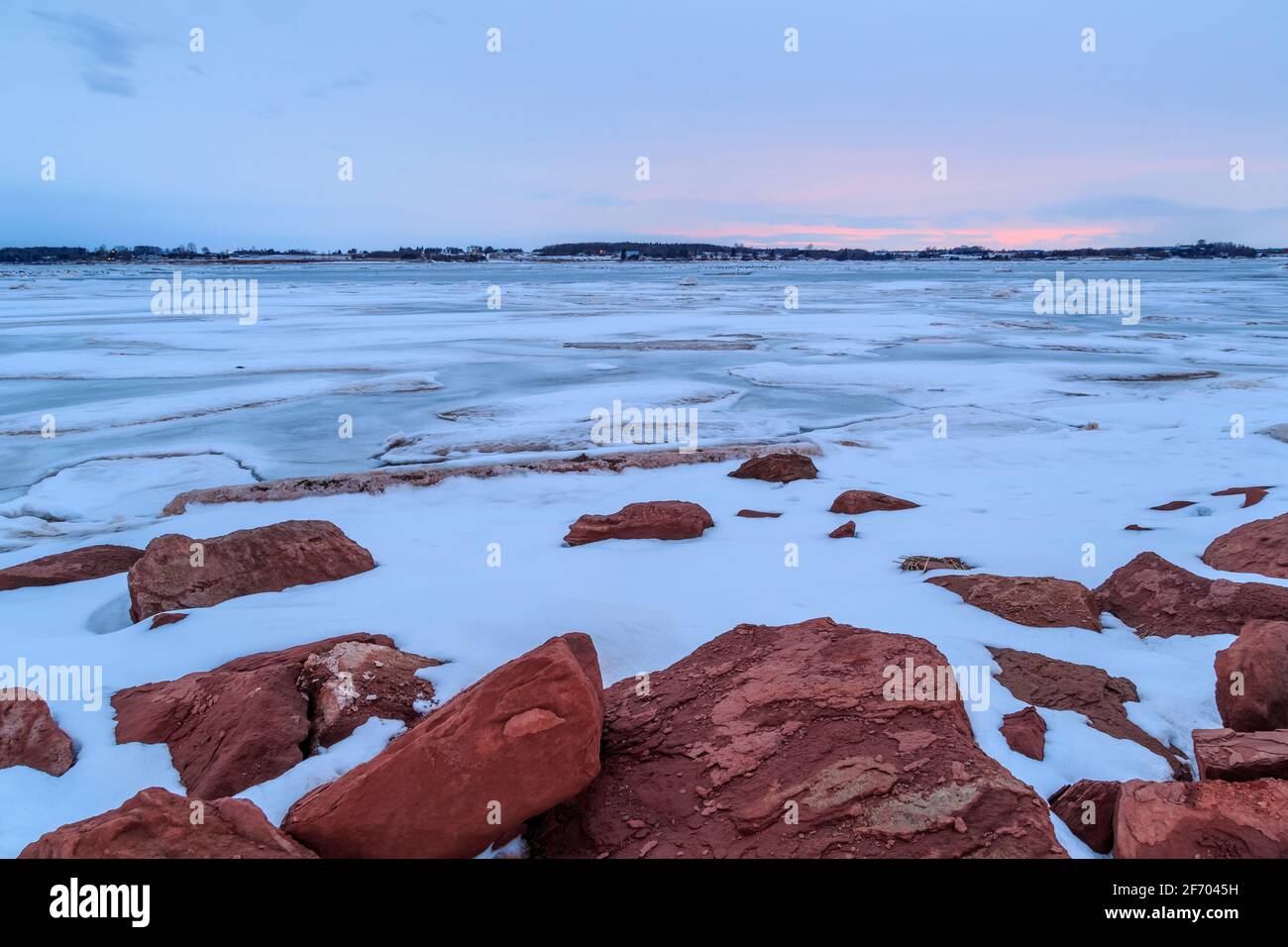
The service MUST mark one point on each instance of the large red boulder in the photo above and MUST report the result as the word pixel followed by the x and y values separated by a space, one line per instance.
pixel 1047 682
pixel 29 736
pixel 1252 678
pixel 660 519
pixel 1202 819
pixel 777 468
pixel 1260 547
pixel 156 823
pixel 270 558
pixel 249 720
pixel 355 681
pixel 854 501
pixel 1240 757
pixel 1089 808
pixel 73 566
pixel 1160 599
pixel 1033 602
pixel 1025 732
pixel 519 741
pixel 804 741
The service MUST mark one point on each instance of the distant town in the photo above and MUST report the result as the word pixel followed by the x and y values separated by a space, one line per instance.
pixel 622 252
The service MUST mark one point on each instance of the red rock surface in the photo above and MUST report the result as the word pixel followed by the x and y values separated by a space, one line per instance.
pixel 1089 808
pixel 356 681
pixel 660 519
pixel 1250 495
pixel 1046 682
pixel 270 558
pixel 855 501
pixel 711 758
pixel 518 742
pixel 1202 819
pixel 1033 602
pixel 1240 757
pixel 1160 599
pixel 1260 547
pixel 235 725
pixel 72 566
pixel 1025 732
pixel 777 468
pixel 1252 678
pixel 156 823
pixel 29 736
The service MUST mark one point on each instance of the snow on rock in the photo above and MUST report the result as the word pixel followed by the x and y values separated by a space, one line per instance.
pixel 855 501
pixel 1252 678
pixel 245 722
pixel 777 468
pixel 1025 600
pixel 1047 682
pixel 156 823
pixel 1260 547
pixel 72 566
pixel 656 519
pixel 1224 754
pixel 518 742
pixel 1160 599
pixel 29 736
pixel 181 573
pixel 787 741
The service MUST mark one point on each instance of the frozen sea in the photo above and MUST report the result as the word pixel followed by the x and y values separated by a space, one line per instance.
pixel 876 361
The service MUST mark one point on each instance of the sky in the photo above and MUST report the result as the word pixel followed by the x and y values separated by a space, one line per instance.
pixel 1043 145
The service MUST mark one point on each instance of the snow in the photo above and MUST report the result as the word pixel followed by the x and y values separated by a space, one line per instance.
pixel 876 356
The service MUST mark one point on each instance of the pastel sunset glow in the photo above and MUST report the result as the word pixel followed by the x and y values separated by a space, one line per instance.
pixel 1044 145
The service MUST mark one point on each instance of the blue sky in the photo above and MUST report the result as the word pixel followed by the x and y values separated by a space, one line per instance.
pixel 1044 145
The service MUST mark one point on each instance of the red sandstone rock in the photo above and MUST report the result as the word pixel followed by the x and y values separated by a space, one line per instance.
pixel 1250 495
pixel 1025 732
pixel 777 468
pixel 1046 682
pixel 855 501
pixel 660 519
pixel 797 741
pixel 1202 819
pixel 156 823
pixel 1089 808
pixel 518 742
pixel 1260 547
pixel 1160 599
pixel 355 681
pixel 232 727
pixel 29 736
pixel 299 552
pixel 1240 757
pixel 1033 602
pixel 73 566
pixel 1252 678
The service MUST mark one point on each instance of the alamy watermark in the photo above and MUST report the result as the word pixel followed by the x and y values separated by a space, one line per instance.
pixel 75 684
pixel 1087 298
pixel 651 425
pixel 913 682
pixel 206 298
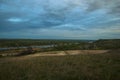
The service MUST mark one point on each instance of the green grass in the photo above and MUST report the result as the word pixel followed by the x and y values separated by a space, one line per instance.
pixel 80 67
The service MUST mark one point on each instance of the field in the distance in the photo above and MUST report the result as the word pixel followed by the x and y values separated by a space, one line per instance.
pixel 82 66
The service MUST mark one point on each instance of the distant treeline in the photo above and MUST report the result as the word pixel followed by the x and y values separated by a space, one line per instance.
pixel 63 44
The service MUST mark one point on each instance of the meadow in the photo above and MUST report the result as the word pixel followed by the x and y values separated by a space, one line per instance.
pixel 104 66
pixel 83 66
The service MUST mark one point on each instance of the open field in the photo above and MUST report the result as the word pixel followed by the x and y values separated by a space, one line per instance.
pixel 63 65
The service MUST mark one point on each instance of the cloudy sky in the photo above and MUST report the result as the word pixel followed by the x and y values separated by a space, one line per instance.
pixel 60 19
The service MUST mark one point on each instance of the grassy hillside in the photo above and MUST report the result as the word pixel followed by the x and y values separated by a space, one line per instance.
pixel 80 67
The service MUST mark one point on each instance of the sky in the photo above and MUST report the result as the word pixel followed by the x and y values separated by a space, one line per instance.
pixel 60 19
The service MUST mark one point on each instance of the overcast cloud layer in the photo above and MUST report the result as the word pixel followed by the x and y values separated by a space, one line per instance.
pixel 60 19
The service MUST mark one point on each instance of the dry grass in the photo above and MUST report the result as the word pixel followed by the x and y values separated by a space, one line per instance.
pixel 69 67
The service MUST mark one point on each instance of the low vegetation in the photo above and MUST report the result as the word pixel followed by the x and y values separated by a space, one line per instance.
pixel 78 67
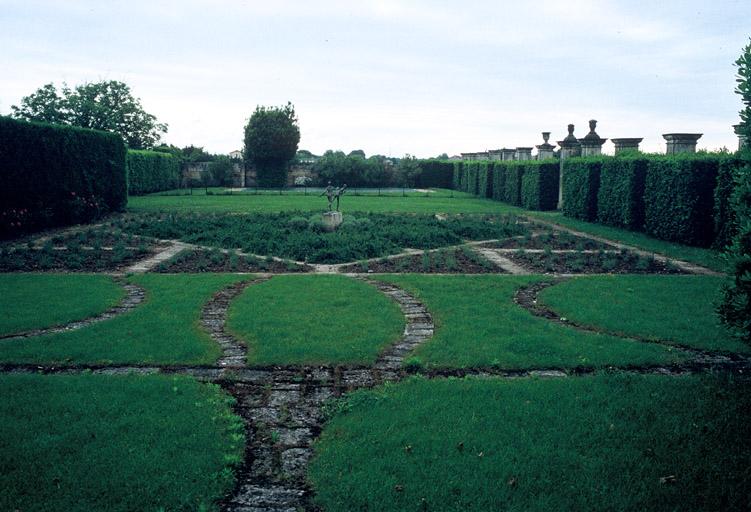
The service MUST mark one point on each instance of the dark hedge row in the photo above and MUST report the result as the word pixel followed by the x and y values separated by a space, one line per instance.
pixel 151 171
pixel 435 174
pixel 56 175
pixel 539 189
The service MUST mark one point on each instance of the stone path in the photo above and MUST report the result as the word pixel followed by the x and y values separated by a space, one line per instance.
pixel 134 296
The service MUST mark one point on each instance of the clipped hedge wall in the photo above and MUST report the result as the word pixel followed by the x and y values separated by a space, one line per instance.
pixel 539 185
pixel 151 171
pixel 498 179
pixel 56 175
pixel 435 174
pixel 512 190
pixel 620 199
pixel 581 182
pixel 679 198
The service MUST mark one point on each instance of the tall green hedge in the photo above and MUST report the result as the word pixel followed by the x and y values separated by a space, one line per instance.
pixel 498 173
pixel 151 171
pixel 679 198
pixel 56 175
pixel 435 174
pixel 581 182
pixel 512 190
pixel 620 200
pixel 539 190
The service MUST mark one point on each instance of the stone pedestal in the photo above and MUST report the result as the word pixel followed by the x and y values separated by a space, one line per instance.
pixel 629 144
pixel 570 146
pixel 741 138
pixel 523 154
pixel 545 150
pixel 681 142
pixel 591 144
pixel 331 220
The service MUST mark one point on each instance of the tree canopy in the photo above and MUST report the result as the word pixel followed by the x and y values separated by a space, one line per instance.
pixel 108 105
pixel 271 139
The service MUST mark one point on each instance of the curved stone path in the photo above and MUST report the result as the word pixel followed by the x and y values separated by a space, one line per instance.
pixel 528 298
pixel 134 296
pixel 214 319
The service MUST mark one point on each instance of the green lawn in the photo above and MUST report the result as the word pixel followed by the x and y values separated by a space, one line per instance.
pixel 461 203
pixel 704 257
pixel 478 324
pixel 589 443
pixel 163 330
pixel 34 301
pixel 324 319
pixel 93 442
pixel 674 308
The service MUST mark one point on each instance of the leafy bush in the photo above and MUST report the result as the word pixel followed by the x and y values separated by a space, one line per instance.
pixel 735 310
pixel 620 199
pixel 512 192
pixel 57 175
pixel 435 174
pixel 679 198
pixel 540 185
pixel 580 179
pixel 151 171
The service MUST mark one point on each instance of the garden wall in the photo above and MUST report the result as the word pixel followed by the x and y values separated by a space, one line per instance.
pixel 56 175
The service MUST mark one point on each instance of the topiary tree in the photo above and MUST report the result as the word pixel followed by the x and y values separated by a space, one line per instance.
pixel 271 139
pixel 744 90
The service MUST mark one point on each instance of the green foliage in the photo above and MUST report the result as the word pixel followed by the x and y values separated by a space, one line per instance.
pixel 435 174
pixel 679 198
pixel 743 79
pixel 271 138
pixel 620 199
pixel 116 443
pixel 498 176
pixel 108 105
pixel 151 171
pixel 57 175
pixel 580 179
pixel 512 190
pixel 540 185
pixel 735 309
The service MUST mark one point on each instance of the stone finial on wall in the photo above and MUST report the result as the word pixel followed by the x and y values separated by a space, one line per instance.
pixel 627 144
pixel 681 142
pixel 592 143
pixel 545 150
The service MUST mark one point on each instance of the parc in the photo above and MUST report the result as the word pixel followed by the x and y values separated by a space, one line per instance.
pixel 278 331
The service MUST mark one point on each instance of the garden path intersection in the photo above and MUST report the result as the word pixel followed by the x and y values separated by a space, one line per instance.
pixel 283 407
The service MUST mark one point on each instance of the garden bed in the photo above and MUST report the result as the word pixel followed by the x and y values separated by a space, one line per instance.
pixel 556 240
pixel 203 260
pixel 445 261
pixel 623 262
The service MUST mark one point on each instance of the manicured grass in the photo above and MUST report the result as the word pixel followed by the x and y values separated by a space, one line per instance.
pixel 704 257
pixel 598 443
pixel 94 442
pixel 325 319
pixel 33 301
pixel 163 330
pixel 461 203
pixel 674 308
pixel 478 324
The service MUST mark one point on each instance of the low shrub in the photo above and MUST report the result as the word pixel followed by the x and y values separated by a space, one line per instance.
pixel 580 180
pixel 539 190
pixel 620 199
pixel 56 175
pixel 151 171
pixel 679 198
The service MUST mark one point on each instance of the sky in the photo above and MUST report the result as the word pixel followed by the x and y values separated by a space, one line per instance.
pixel 395 77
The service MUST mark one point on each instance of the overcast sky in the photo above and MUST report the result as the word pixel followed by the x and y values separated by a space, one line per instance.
pixel 390 77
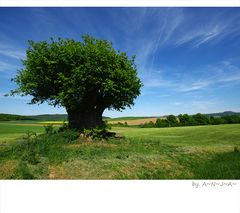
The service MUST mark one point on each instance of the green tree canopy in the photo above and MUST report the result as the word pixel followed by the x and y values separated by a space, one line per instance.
pixel 85 77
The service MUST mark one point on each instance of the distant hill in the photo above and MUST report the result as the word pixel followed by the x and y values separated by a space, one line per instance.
---+---
Print the part of the records that begins with the line containing "of the leafy" and ends with the line containing "pixel 735 309", with both of those lines included, and leave every character unchanged.

▸ **Response to the task**
The service MUST mark one point on each instance of the leafy bush in the photo above and MUST report the result as the word pixel followed by the x and y values separated by a space, one line per instance.
pixel 735 310
pixel 620 199
pixel 512 192
pixel 57 175
pixel 435 174
pixel 679 198
pixel 540 185
pixel 580 179
pixel 151 171
The service MUST mark one point on each instance of the garden wall in the photo above and MUST report the result as the word pixel followed by the x and y values separated by a space, one line per instance.
pixel 56 175
The service MUST mark one point on each instance of the topiary tree in the photo above and MUST report the result as the word pixel followed by the x and y values separated by a space, one line per instance.
pixel 271 139
pixel 744 90
The service MUST mark one point on each instance of the green foliage in the photo above and MUST report the result as the word pixel followed by the x and y values separated by a space, one line per instance.
pixel 435 174
pixel 679 198
pixel 743 79
pixel 271 138
pixel 620 199
pixel 116 443
pixel 498 176
pixel 108 105
pixel 151 171
pixel 57 175
pixel 580 179
pixel 512 190
pixel 540 185
pixel 735 309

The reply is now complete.